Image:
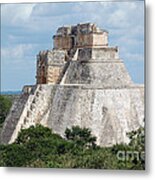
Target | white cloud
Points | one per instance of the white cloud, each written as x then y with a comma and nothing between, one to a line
16,14
16,54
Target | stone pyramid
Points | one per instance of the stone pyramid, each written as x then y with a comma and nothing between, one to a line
81,82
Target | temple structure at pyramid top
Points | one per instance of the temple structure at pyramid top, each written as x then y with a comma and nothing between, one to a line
81,55
81,81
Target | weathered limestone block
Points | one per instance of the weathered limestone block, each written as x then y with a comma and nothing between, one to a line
98,74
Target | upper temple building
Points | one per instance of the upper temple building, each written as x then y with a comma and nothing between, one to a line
80,43
80,36
81,81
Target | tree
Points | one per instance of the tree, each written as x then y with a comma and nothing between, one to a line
80,136
5,104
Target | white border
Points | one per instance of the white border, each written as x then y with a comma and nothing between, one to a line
149,173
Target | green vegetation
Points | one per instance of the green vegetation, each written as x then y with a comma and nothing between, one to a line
40,147
5,104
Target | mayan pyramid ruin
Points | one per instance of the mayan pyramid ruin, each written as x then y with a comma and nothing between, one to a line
81,81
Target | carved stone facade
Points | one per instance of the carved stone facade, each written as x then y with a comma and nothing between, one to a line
83,82
66,41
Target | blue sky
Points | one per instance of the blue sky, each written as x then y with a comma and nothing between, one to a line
28,28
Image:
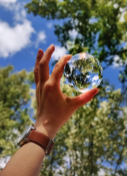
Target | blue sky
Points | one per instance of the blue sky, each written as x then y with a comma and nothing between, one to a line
22,34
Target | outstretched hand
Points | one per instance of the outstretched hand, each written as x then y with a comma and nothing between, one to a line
54,108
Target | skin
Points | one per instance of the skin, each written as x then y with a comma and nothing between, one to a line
54,109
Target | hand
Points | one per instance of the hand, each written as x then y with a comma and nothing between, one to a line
54,108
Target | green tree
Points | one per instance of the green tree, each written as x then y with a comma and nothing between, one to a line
95,137
14,108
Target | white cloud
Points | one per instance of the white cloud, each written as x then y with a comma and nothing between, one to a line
73,33
15,38
118,62
49,25
41,38
59,52
7,1
95,78
101,172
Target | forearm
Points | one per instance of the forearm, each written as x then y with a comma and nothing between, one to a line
27,161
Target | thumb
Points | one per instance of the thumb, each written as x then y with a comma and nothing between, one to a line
84,98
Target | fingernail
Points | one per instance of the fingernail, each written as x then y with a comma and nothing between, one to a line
52,46
39,51
96,91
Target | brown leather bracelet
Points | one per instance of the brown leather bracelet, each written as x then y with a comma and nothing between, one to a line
42,140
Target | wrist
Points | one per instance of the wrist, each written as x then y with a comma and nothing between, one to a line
45,130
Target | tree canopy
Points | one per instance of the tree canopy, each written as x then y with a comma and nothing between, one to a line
95,137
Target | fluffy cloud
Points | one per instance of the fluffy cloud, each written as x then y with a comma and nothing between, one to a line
49,25
41,38
15,38
59,52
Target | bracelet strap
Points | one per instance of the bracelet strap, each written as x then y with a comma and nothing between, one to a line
42,140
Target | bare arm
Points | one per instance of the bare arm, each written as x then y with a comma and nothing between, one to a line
54,109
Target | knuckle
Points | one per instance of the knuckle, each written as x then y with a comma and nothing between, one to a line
42,64
49,86
35,70
57,65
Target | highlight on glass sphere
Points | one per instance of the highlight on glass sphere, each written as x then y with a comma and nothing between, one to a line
83,72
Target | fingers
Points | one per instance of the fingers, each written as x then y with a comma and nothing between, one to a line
36,69
59,67
84,98
43,65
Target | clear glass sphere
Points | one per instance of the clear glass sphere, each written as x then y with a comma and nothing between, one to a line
83,72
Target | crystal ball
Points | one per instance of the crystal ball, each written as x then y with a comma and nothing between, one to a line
83,72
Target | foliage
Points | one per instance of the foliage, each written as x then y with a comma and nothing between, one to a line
100,26
14,108
95,137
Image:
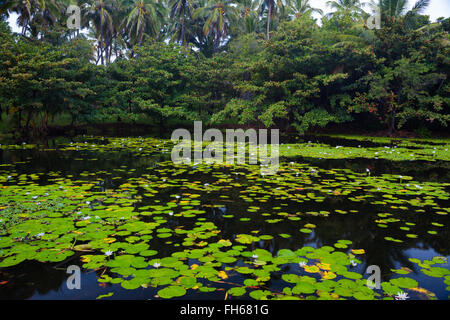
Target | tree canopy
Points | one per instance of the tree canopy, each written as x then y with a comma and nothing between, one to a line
267,63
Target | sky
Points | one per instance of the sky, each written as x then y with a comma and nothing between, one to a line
437,8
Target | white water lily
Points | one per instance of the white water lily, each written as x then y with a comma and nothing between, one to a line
401,296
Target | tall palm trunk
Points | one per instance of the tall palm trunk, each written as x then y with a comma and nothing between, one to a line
183,42
269,16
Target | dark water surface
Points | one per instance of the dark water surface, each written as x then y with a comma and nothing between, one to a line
109,170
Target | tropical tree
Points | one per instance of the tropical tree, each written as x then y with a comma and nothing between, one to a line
249,20
302,7
181,11
144,18
394,9
346,7
99,15
272,6
219,17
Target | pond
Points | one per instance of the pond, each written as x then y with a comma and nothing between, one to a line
139,226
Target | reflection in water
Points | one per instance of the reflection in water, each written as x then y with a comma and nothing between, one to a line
36,280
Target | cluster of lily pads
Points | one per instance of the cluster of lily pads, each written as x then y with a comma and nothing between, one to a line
195,229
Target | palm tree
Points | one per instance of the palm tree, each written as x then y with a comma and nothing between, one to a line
26,9
181,10
346,6
144,17
397,8
272,6
249,20
394,9
302,7
99,14
219,16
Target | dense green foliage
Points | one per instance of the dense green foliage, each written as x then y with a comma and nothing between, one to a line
261,64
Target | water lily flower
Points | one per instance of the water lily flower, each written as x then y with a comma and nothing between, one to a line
108,253
401,296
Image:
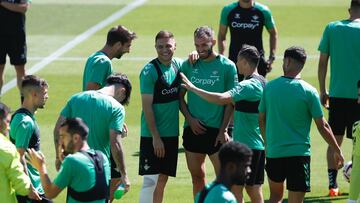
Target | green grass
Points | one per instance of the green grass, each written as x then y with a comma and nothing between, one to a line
51,24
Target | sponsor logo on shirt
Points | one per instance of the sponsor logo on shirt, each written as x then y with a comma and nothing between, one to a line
254,22
195,80
169,91
195,70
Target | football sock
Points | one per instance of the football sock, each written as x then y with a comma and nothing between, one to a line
332,174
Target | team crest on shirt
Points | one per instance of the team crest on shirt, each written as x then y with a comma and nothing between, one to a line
215,75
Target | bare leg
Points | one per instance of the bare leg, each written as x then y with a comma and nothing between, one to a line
2,68
237,190
296,197
159,190
114,183
214,158
196,166
276,191
20,73
255,193
330,155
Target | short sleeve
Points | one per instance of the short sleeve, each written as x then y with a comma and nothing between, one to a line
64,177
315,106
15,173
101,69
23,134
262,105
117,119
324,46
147,81
231,77
223,16
66,111
239,92
185,67
269,19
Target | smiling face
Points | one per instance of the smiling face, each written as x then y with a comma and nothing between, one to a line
66,140
165,48
122,49
5,125
41,96
204,46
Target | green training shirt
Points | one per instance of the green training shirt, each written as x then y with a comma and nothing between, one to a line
98,67
246,26
166,114
101,113
24,131
78,172
246,123
289,105
218,75
341,42
219,194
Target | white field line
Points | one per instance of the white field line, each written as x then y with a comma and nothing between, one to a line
77,40
131,58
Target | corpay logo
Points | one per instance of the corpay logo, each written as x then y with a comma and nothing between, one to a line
169,91
202,81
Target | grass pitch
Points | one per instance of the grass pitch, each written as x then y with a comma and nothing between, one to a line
51,24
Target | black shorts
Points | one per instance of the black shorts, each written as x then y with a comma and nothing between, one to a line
150,164
343,113
256,177
115,173
25,199
296,171
263,66
15,47
203,143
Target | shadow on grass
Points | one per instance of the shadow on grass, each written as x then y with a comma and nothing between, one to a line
180,150
325,199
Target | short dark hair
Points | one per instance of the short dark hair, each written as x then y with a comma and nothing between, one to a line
121,79
32,81
297,53
76,126
204,31
250,54
355,4
234,152
4,111
119,34
163,34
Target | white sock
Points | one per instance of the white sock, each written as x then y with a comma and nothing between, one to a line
147,190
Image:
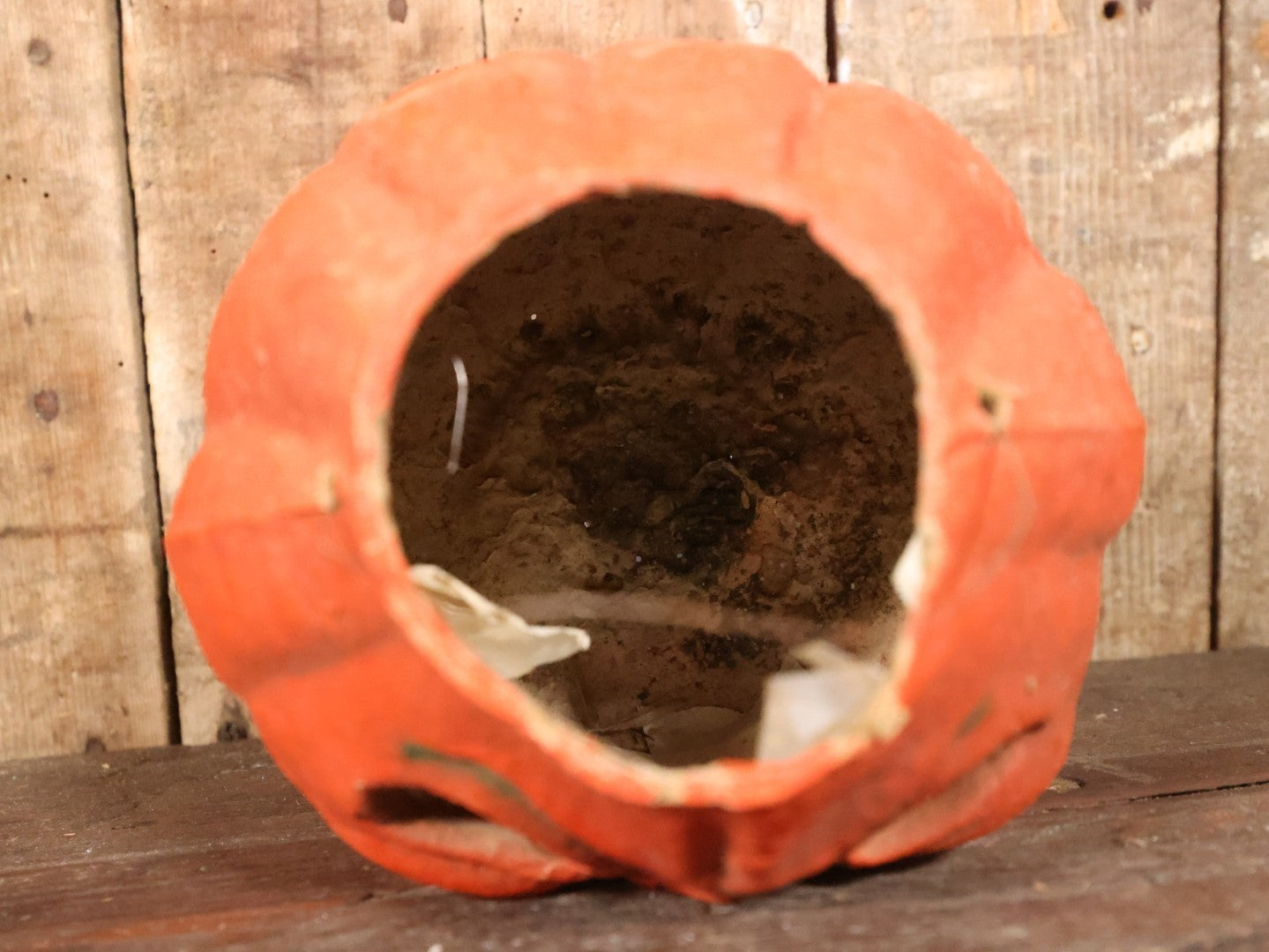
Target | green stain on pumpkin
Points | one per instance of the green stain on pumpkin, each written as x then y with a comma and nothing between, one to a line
974,718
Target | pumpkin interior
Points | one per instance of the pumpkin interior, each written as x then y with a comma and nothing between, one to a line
690,431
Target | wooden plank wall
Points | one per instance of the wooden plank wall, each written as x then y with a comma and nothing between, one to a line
230,104
1243,433
80,616
1106,118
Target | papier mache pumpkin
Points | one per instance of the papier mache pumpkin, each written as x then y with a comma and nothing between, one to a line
773,532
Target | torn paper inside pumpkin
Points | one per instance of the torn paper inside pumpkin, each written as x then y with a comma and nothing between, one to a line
505,642
802,708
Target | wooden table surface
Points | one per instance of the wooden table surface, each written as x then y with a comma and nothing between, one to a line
1156,836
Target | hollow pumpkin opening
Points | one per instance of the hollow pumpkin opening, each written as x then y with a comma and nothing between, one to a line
690,433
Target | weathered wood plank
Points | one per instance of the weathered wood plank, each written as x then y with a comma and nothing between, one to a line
584,26
80,639
1243,436
1103,117
230,104
210,848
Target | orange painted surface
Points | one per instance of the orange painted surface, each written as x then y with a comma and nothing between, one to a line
287,558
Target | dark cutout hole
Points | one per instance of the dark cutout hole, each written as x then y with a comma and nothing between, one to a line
989,402
676,404
396,805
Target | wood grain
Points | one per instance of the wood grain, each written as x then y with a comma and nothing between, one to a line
586,26
1165,847
1243,436
80,640
1107,128
230,104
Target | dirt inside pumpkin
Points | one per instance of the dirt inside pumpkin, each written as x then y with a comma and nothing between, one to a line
690,433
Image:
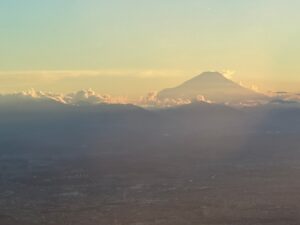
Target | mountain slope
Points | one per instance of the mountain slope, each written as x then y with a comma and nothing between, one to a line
213,86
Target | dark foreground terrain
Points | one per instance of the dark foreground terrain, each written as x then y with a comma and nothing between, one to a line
145,186
199,164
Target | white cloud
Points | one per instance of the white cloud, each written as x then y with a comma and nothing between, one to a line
152,100
77,98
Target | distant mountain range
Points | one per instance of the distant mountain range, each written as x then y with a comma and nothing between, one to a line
214,87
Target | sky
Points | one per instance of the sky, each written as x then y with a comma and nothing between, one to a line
131,47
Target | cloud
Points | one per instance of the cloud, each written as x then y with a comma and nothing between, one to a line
77,98
284,97
152,100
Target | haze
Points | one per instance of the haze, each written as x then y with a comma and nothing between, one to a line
148,45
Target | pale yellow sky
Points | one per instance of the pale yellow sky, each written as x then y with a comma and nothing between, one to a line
135,46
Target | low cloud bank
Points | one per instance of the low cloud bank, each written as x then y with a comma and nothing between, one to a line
90,97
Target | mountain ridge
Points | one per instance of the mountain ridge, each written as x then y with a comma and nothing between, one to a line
214,86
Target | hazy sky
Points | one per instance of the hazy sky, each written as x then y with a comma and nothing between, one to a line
134,46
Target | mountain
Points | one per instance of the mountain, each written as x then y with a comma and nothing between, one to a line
214,87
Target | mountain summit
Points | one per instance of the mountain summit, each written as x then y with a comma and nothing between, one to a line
213,86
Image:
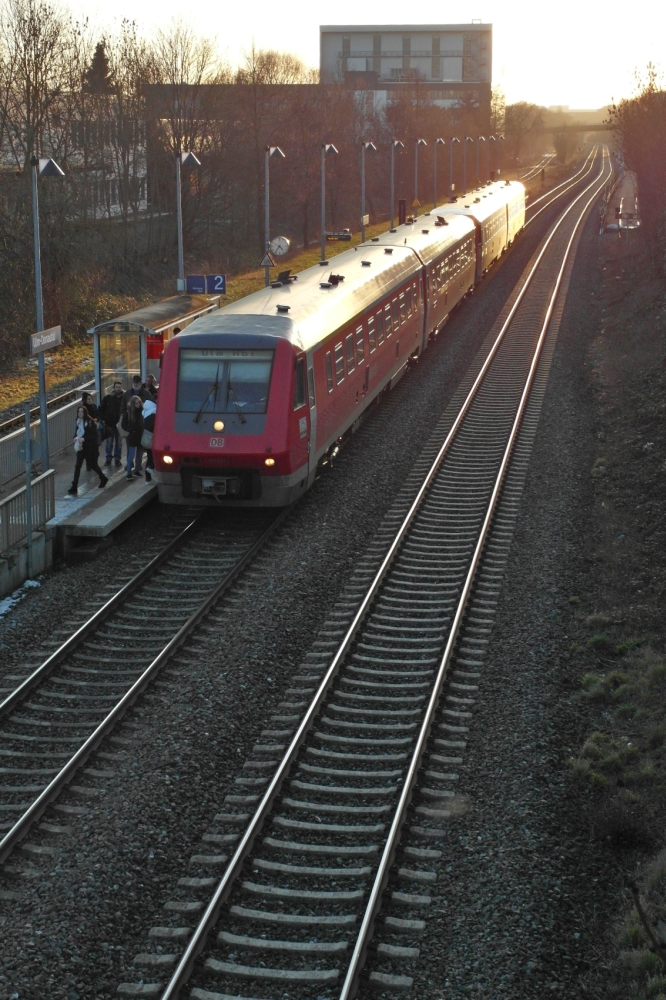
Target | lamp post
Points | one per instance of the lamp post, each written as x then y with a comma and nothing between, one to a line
437,142
467,139
395,144
417,143
275,153
479,139
186,160
41,168
326,148
368,147
452,142
500,138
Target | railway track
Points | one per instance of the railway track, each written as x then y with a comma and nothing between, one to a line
60,712
283,897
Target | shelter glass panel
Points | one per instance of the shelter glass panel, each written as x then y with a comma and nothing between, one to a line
120,359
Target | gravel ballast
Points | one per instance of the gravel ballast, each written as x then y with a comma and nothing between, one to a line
71,929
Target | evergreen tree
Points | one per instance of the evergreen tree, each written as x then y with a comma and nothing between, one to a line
98,74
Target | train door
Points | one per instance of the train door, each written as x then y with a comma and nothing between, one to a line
312,410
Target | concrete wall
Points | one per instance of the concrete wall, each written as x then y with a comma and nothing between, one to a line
14,564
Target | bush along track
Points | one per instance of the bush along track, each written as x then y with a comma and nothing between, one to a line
621,624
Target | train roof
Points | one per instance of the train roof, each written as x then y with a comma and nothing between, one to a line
302,311
484,201
428,239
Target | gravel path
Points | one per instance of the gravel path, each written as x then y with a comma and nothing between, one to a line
70,921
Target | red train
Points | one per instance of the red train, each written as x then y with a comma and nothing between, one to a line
255,395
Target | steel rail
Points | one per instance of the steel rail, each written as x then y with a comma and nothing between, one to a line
366,929
209,918
65,775
43,671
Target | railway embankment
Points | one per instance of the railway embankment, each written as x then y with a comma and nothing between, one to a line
620,623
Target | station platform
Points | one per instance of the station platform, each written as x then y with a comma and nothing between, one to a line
94,513
622,208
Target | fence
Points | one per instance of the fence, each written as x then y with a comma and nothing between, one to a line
13,510
60,426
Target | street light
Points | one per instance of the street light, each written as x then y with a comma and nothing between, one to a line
370,148
395,144
275,153
467,139
418,142
437,142
41,168
186,160
479,139
452,143
326,148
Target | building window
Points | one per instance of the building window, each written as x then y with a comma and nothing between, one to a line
339,364
435,69
377,53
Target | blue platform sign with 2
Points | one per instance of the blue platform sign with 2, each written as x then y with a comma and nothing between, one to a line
195,284
216,284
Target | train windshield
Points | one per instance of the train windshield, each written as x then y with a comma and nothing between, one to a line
223,381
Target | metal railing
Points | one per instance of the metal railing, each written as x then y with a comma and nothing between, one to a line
60,426
13,510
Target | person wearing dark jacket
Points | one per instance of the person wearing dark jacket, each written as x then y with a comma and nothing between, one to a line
132,422
86,447
148,413
109,411
137,390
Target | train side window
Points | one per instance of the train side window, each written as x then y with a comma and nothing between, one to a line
299,384
339,364
395,309
380,328
311,393
372,337
349,344
360,347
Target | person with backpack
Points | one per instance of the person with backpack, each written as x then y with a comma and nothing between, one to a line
87,448
148,413
132,423
109,411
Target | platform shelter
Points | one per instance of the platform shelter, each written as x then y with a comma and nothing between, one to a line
132,344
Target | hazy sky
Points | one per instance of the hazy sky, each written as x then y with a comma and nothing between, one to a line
571,52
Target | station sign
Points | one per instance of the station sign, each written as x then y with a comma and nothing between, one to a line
45,340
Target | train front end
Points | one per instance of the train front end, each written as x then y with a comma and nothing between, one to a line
226,432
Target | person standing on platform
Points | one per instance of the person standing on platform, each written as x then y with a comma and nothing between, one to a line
132,422
86,447
109,411
148,413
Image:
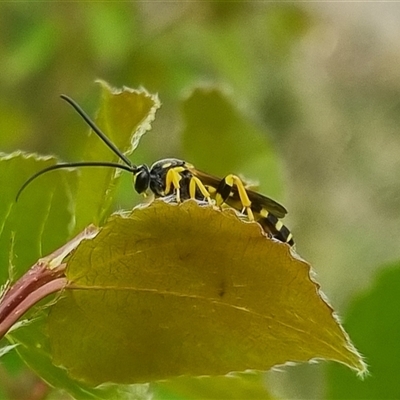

YOUR TASK: Return each line in the data above that contains the string "sock".

EXERCISE OUTPUT:
Target | football sock
Points | one per instance of the football sock, each written as x then y with a comma and nothing between, one to a line
Target | white sock
Points | one per instance of the white sock, each written as x then y with a comma and nothing between, one to a line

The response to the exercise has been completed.